**** Records

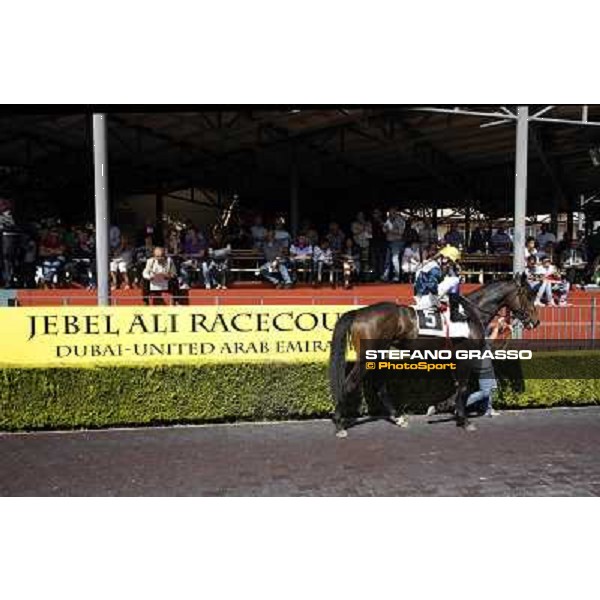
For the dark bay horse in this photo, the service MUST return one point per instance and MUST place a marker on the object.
(395, 322)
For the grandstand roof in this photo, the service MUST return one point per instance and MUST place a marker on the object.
(354, 154)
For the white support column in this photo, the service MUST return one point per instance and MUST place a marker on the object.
(101, 204)
(520, 189)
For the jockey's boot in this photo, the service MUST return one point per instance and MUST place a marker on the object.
(455, 314)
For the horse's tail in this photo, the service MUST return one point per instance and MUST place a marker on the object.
(337, 357)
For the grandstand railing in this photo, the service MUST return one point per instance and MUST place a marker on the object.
(576, 322)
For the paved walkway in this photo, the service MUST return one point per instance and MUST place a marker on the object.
(550, 452)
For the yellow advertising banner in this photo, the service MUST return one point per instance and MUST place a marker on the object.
(91, 336)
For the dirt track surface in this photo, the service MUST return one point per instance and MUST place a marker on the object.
(538, 453)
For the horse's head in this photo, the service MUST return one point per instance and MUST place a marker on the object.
(522, 303)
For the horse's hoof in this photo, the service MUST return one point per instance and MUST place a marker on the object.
(401, 421)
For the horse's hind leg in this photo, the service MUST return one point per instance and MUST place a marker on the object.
(461, 408)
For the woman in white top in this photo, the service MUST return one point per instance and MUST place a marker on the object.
(411, 260)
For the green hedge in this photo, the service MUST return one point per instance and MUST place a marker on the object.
(104, 397)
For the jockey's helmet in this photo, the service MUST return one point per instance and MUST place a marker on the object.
(451, 253)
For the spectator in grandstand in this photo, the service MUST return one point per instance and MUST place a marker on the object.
(282, 235)
(378, 243)
(545, 236)
(454, 237)
(159, 275)
(427, 234)
(336, 237)
(7, 242)
(487, 377)
(531, 272)
(120, 264)
(258, 232)
(394, 233)
(530, 249)
(501, 242)
(174, 242)
(411, 260)
(274, 268)
(193, 257)
(114, 236)
(70, 240)
(477, 241)
(29, 260)
(218, 267)
(564, 244)
(429, 251)
(85, 244)
(350, 257)
(308, 230)
(52, 255)
(323, 260)
(301, 257)
(410, 234)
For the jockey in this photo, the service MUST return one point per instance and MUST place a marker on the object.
(438, 278)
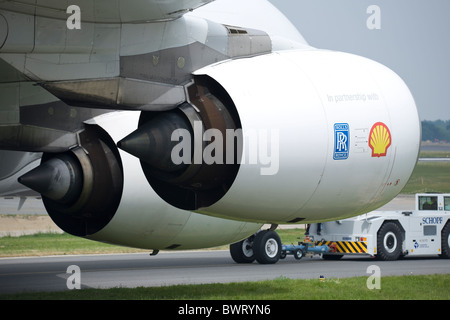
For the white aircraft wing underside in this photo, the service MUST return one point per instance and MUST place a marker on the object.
(107, 11)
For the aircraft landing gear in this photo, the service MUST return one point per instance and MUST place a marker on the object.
(264, 247)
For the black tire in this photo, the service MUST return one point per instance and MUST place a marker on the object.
(242, 251)
(389, 242)
(267, 247)
(445, 242)
(298, 254)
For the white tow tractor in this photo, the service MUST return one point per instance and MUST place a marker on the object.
(389, 235)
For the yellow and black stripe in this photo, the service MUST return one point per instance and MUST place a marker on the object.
(356, 247)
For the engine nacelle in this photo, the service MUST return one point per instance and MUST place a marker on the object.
(334, 135)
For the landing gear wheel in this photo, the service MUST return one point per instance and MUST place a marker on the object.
(445, 242)
(267, 247)
(389, 242)
(242, 251)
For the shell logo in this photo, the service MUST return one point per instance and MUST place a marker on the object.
(379, 139)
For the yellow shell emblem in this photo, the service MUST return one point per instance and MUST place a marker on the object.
(379, 139)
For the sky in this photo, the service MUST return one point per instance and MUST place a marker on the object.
(413, 40)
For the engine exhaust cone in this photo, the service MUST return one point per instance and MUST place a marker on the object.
(152, 142)
(59, 179)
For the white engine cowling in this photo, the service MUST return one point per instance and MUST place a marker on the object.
(337, 135)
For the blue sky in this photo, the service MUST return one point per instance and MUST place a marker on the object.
(414, 40)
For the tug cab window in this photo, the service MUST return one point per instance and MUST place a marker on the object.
(428, 203)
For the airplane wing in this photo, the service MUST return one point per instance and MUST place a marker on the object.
(107, 11)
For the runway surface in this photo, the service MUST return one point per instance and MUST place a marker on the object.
(195, 267)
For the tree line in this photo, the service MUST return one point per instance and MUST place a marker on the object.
(438, 130)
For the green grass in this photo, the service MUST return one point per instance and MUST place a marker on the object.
(45, 244)
(429, 177)
(429, 287)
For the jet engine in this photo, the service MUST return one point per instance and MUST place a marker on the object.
(283, 137)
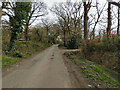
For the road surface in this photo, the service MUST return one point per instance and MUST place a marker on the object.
(45, 70)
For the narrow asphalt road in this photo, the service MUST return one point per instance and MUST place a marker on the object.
(45, 70)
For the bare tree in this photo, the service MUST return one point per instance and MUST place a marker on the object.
(99, 12)
(87, 7)
(38, 9)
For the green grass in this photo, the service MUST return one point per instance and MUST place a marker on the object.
(23, 50)
(95, 72)
(6, 61)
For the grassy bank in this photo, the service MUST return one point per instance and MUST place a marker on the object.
(21, 51)
(99, 75)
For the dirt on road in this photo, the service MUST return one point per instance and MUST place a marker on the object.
(45, 70)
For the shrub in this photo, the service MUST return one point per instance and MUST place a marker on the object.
(74, 41)
(17, 54)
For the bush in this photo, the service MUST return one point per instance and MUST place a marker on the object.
(74, 41)
(17, 54)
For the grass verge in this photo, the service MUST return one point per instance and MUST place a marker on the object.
(98, 74)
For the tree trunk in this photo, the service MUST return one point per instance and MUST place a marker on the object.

********

◆ **What you have to do**
What is needed is every record above printed exactly, with no pictures.

◆ **Expected answer**
For the dark bay horse in this photo, the service MUST return one point per instance and MUST place a marker on the object.
(395, 322)
For the grandstand roof in this photo, the service MUST return one point per instance and MUST place a marker on the object.
(354, 154)
For the white support column in this photo, the service MUST return one point per instance and MUST place a marker on the object.
(101, 204)
(520, 189)
For the jockey's boot in this photo, the service MUST return one point per instance and MUST place a marker on the object.
(455, 314)
For the horse's tail in this photo, the service MUST return one point per instance and MUST place a marker on the object.
(337, 357)
For the grandstand railing in this photo, the service MUST return one point per instance and MUST place a marker on the object.
(576, 322)
For the paved walkway in this photo, the service MUST return one point per instance and MUST place a marker on the object.
(550, 452)
For the yellow advertising banner in this photo, the service MUST return one point per instance and MUST place a marker on the object.
(91, 336)
For the dirt track surface in this photo, the service MUST return one point per instance and MUST place a marker on the object.
(538, 453)
For the horse's head in this photo, the service MUST return one point per instance and MUST place a marker on the object.
(522, 303)
For the horse's hoof in this photo, the service MUST return one point per instance and MUST place a marker on the object.
(401, 421)
For the horse's hind leg in this photo, the service MUST return one point per instance and MUST place a marker on the object.
(461, 408)
For the woman in white top in this photo, the service MUST return one point per instance and MUST place a marker on the object.
(411, 260)
For the green hedge in this photo, the service MUST return one point per instance and MUST place a marker on the object.
(104, 397)
For the jockey's helmet in this photo, the service MUST return one point per instance and MUST place a marker on the object.
(451, 253)
For the spectator in grandstand in this photo, the service MUST return one point per instance and MUST place a marker on the object.
(282, 235)
(378, 243)
(545, 236)
(454, 237)
(159, 275)
(427, 234)
(336, 237)
(7, 242)
(487, 377)
(531, 272)
(120, 264)
(258, 232)
(394, 233)
(530, 249)
(501, 242)
(174, 242)
(411, 260)
(274, 268)
(193, 257)
(114, 236)
(70, 240)
(477, 241)
(29, 260)
(218, 267)
(564, 244)
(429, 251)
(85, 244)
(350, 257)
(308, 230)
(52, 255)
(323, 260)
(301, 257)
(410, 234)
For the jockey in this photo, the service MUST return one point per instance and MUST place a marker on the object.
(438, 278)
For the white aircraft wing underside in this photo, the service MUST return one point per instance and MUST place a marker on the object.
(107, 11)
For the aircraft landing gear in this photo, the service MUST return one point per instance and MUST place a marker on the object.
(264, 247)
For the black tire in this photo, the service MUST return one point per instance and MUST place a marker on the object.
(242, 251)
(389, 242)
(267, 247)
(445, 242)
(298, 254)
For the white tow tractor in this photo, the service MUST return one point per instance and MUST place a marker on the object.
(389, 235)
For the yellow and black stripe in this photo, the service MUST return one point per instance and MUST place a marker on the object.
(356, 247)
For the engine nacelle in this photo, the service MUST return one point per instance and MUST place a marker on the object.
(334, 135)
For the landing gear wheel in this photo, the service MUST return one point per instance and MUST place a marker on the object.
(445, 242)
(267, 247)
(389, 242)
(242, 251)
For the shell logo in this photo, the service MUST return one point per instance and MUST place a marker on the object.
(379, 139)
For the yellow shell emblem in this photo, the service MUST return one point per instance and MUST place a marker on the object.
(379, 139)
For the sky in this photo, the service MUST return one point per instance and MUST place a marker on the object.
(413, 40)
For the engine exhaust cone in this photo, the service MUST return one point per instance and MUST place a marker on the object.
(152, 142)
(59, 179)
For the white engine cowling in this photo, the service MUST return one point per instance and MUST place a marker on the object.
(337, 135)
For the blue sky in this photo, the service MUST return one point per instance and MUST place a marker on the object.
(414, 40)
For the tug cab window in this photo, the service MUST return one point per instance and MUST place a marker on the object.
(428, 203)
For the airplane wing in this photo, the service MUST return one point per instance and MUST place a marker on the object.
(107, 11)
For the runway surface in this photo, the service MUST return one point per instance and MUST place a marker on the object.
(195, 267)
For the tree line in this photo, the service MUST return one point per instance and MUST place a marker on the object.
(438, 130)
For the green grass in this photo, the service MUST return one point per instance and MUST place a marker on the object.
(45, 244)
(429, 177)
(429, 287)
For the jet engine in this photo, the service MUST return one point per instance and MUST place a marker on the object.
(283, 137)
For the road surface in this photo, the service MUST return one point per instance and MUST place a marker on the object.
(45, 70)
For the narrow asphalt road in this photo, the service MUST return one point per instance and MUST place a marker on the object.
(45, 70)
For the bare tree in this photo, the service MUST return one point per instance and MUST place a marker on the object.
(99, 12)
(87, 7)
(38, 9)
For the green grass in this photo, the service MUST return one point per instance and MUST place a marker on the object.
(23, 50)
(95, 72)
(6, 61)
For the grassy bank in this photo, the service MUST return one point per instance and MUST place a marker on the object.
(21, 51)
(99, 75)
For the dirt on road in this photo, the service MUST return one point per instance and MUST place a marker on the object.
(45, 70)
For the shrub in this photo, the service MUST return one point per instance and MUST place a marker on the object.
(74, 41)
(17, 54)
For the bush in this photo, the service MUST return one point per instance and MUST place a marker on the object.
(74, 41)
(17, 54)
For the grass verge in this photo, the service MUST return one point per instance and MUST place a marker on the object.
(98, 74)
For the tree trunk in this photo, the service MUST return one point per instance and MUST place a marker on the object.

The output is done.